As described above, in the training process of the neural network using the SGD, the gradient of the parameter (weight) is calculated for the first mini-batch, and the parameter (weight) is updated. Thereafter, the gradient of the parameter (weight) is calculated for the second mini-batch, and the parameter (weight) is updated. That is, in the training process of the neural network using the SGD, the parameters (weights) are sequentially updated for the divided mini-batches.
It is noted that the updated parameter (weight) for the first mini-batch is used when the second gradient is calculated. Therefore, when the gradient of the parameter of the second mini-batch is calculated before the updating of the parameter of the first mini-batch is completed, that is, when the calculation is performed by changing a calculation order, a result different from a result when the calculation order is not changed is obtained. However, even when the result changes due to a change in the calculation order for a certain mini-batch, although the number of epochs (number of mini-batches) to converge or complete training may increase, the trained neural network having the identical inference accuracy can be obtained. That is, in the present embodiment, by avoiding interruption of the training process due to the wait for reading from the NAND memory 9, it is possible to improve the training speed.
FIG. 5 is a flowchart illustrating an example of the backward process in the training process of the neural network which is executed by the training device 1 according to the second embodiment. The flowchart in FIG. 5 corresponds to S110 in the flowchart in FIG. 3.
When the convolution layer is not a convolution layer that stores the activation (X) in the NAND memory 9 in the forward process (S201: No), the GPU 7 executes the backward process for this convolution layer as in S110 of FIG. 3 (S203). When the convolution layer is a convolution layer that stores the activation (X) in the NAND memory 9 in the forward process (S201: Yes) and the activation (X) read from the NAND memory 9 is stored in the RAM 71 (S202: Yes), the GPU 7 executes the backward process for this convolution layer as in S110 of FIG. 3 (S203).
Meanwhile, when the convolution layer is a convolution layer that stores the activation (X) in the NAND memory 9 in the forward process (S201: Yes) and the activation (X) read from the NAND memory 9 is not stored in the RAM 71 (S202: No), the GPU 7 changes the processing order. Specifically, the GPU 7 interrupts the backward process of this convolution layer, and executes the forward process of the convolution layer of the next mini-batch (S204).

Goal of the exercise → Revise the neural network training text starting with "FIG. 5 is a" and going on through "flowchart in FIG. 3.", putting "flow diagram" wherever "flowchart" appears. The material from here on is separate from the text about neural network training.

Listed records →
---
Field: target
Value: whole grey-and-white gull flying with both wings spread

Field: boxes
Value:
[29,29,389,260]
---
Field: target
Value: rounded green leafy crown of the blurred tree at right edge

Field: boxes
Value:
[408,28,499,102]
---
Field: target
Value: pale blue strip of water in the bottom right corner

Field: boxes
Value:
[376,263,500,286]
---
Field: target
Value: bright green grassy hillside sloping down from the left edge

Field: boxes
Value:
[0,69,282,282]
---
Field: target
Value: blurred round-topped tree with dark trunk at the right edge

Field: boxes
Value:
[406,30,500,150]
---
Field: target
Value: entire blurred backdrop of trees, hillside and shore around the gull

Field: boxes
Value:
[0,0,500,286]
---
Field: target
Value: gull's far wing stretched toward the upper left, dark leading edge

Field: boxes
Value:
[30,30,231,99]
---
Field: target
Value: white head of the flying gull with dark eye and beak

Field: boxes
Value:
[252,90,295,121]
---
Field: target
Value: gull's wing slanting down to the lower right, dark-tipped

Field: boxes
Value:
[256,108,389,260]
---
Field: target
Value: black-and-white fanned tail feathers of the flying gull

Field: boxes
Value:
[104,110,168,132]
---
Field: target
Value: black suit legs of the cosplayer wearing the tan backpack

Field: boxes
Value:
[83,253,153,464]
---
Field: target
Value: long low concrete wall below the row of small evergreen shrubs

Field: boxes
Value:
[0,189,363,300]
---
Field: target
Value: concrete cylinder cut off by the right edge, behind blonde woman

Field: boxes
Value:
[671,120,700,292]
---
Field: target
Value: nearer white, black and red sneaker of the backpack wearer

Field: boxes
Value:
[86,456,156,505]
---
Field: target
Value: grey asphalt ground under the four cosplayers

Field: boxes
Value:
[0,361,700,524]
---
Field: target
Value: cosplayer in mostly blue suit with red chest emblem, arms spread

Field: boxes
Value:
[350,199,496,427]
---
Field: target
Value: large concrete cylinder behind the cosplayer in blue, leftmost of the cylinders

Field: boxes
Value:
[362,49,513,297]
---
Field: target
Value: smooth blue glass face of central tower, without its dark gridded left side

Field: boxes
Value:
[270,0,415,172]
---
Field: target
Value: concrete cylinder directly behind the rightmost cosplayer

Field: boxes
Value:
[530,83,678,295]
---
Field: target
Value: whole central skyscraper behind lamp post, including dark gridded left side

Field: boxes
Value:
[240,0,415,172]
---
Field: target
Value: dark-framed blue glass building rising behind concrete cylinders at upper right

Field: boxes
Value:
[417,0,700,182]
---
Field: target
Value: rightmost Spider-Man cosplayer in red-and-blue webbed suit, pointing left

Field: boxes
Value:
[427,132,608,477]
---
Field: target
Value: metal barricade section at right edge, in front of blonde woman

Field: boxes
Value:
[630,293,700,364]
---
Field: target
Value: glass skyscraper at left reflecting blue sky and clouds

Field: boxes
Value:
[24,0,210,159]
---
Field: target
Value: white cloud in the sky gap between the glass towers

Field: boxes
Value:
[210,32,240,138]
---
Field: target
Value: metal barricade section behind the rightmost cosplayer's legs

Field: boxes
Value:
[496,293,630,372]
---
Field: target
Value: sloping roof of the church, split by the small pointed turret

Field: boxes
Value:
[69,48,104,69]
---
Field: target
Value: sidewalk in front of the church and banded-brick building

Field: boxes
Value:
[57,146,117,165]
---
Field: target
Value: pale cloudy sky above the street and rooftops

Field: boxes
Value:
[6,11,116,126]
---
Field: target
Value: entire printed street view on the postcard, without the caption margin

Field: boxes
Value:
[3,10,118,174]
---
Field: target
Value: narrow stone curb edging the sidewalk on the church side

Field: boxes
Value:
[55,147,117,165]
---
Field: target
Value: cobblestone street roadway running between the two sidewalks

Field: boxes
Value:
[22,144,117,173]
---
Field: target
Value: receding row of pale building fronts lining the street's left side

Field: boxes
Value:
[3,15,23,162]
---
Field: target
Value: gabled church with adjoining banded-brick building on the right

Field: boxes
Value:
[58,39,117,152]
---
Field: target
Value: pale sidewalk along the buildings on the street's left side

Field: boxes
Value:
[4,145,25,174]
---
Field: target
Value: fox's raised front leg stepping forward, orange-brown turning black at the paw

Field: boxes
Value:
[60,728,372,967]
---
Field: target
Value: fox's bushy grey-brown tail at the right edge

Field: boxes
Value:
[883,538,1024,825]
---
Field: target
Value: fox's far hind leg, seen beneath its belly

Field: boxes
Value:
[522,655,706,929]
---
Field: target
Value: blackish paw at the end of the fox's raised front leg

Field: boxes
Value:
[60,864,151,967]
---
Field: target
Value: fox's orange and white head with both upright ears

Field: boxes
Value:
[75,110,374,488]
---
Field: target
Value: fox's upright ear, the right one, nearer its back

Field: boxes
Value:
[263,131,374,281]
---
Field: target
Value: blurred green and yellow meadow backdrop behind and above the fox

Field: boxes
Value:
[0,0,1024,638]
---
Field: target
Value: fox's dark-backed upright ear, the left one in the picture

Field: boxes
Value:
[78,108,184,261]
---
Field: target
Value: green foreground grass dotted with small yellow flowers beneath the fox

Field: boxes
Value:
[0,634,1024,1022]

Answer area →
FIG. 5 is a flow diagram illustrating an example of the backward process in the training process of the neural network which is executed by the training device 1 according to the second embodiment. The flow diagram in FIG. 5 corresponds to S110 in the flow diagram in FIG. 3.